## Dataset records
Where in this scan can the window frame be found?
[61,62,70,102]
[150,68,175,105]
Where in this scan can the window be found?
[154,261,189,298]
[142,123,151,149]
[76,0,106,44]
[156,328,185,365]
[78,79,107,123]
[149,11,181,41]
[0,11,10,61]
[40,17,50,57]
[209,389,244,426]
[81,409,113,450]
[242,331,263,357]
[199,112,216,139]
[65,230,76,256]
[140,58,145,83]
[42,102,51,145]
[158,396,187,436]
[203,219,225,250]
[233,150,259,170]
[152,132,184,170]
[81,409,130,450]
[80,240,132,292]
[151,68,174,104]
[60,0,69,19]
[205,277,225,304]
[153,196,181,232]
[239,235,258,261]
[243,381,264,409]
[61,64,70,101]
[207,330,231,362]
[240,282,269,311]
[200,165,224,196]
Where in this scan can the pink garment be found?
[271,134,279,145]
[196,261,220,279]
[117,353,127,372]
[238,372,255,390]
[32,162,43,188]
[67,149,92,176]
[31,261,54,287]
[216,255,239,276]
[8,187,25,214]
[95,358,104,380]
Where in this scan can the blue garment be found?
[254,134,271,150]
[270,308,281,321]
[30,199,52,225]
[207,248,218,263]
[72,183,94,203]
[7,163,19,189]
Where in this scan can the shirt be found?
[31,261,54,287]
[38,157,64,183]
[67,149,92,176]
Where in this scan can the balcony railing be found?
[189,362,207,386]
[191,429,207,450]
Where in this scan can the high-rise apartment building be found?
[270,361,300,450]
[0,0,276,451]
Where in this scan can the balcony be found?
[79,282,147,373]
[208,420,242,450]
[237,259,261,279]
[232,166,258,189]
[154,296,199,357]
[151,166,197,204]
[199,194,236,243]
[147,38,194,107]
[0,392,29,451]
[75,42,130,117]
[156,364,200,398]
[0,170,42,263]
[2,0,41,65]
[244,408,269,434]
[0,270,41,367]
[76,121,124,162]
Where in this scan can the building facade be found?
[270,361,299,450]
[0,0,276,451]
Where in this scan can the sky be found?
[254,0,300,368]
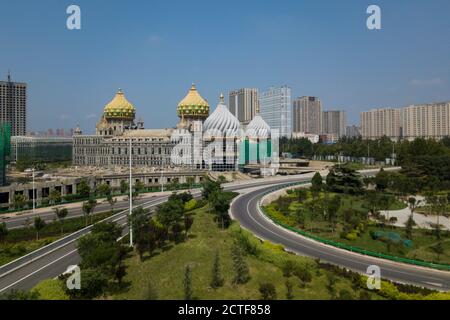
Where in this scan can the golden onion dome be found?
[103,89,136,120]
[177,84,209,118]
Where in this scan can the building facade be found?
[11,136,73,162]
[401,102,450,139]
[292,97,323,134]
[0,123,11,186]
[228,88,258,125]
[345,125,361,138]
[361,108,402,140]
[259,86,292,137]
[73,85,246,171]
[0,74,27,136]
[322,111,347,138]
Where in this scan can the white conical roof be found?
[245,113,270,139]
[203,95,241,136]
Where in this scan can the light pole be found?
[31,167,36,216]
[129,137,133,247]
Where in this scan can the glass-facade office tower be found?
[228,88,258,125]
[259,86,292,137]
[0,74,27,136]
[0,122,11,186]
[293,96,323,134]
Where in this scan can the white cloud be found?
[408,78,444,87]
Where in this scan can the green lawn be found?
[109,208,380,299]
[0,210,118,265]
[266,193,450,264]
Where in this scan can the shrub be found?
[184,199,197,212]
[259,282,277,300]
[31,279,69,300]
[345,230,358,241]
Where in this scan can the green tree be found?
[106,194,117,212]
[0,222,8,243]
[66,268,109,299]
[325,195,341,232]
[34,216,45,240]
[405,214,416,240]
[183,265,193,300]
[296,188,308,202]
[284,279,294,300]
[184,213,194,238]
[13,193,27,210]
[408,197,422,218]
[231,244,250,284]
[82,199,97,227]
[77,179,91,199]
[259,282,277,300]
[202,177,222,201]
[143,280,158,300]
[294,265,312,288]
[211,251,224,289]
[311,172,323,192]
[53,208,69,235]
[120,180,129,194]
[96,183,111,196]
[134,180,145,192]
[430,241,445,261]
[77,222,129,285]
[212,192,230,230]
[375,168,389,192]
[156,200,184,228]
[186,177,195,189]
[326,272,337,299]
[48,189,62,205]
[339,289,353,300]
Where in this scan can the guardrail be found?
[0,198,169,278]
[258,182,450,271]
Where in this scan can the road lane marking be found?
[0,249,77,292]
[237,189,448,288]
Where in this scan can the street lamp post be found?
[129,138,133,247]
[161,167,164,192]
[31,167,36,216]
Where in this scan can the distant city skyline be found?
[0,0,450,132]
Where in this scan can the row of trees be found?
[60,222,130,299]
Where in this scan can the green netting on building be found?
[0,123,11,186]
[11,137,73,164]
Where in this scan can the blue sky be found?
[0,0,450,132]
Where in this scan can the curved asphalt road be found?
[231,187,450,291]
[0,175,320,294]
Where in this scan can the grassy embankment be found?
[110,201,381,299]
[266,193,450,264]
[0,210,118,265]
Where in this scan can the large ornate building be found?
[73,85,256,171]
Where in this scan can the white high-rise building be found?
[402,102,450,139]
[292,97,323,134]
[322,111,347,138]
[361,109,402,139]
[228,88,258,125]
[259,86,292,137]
* * *
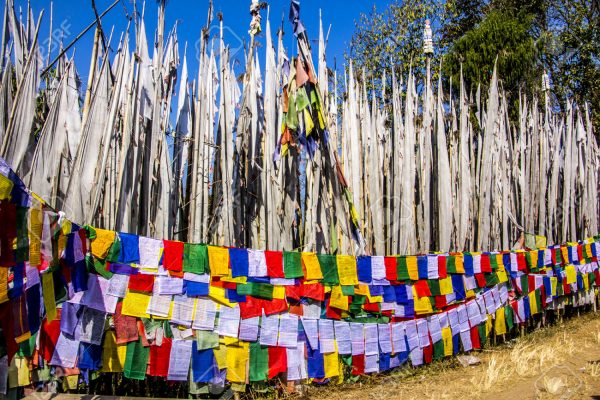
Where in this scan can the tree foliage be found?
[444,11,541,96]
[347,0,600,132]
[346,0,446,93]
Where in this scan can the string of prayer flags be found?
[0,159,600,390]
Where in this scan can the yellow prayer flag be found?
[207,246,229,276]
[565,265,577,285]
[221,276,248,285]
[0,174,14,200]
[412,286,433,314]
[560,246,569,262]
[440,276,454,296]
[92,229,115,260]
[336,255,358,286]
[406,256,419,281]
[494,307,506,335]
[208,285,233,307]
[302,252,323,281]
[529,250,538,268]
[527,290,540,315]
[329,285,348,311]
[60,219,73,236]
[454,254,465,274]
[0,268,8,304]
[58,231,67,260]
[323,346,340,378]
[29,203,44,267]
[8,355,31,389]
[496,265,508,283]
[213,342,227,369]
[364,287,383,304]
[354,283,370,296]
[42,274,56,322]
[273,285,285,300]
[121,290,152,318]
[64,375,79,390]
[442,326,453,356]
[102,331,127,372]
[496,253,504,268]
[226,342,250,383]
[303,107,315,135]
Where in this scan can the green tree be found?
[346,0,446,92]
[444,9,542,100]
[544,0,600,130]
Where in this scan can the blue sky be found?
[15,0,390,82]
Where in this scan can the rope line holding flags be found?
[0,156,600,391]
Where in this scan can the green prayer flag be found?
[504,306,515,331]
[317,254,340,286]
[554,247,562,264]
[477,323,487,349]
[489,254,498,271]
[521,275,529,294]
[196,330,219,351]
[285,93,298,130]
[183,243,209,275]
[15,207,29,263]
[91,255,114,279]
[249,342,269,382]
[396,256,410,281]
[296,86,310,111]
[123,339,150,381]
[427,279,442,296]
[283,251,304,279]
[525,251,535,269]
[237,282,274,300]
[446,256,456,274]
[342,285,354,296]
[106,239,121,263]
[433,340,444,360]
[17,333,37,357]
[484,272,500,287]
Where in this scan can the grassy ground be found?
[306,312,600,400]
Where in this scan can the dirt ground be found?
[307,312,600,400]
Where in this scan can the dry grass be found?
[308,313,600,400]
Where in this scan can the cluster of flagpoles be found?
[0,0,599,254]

## Job
Collect every line of the listing above that contains the string "rise".

## Exercise solution
Where in this scan can the high-rise apartment building be found?
Where in this scan can the white high-rise building be found?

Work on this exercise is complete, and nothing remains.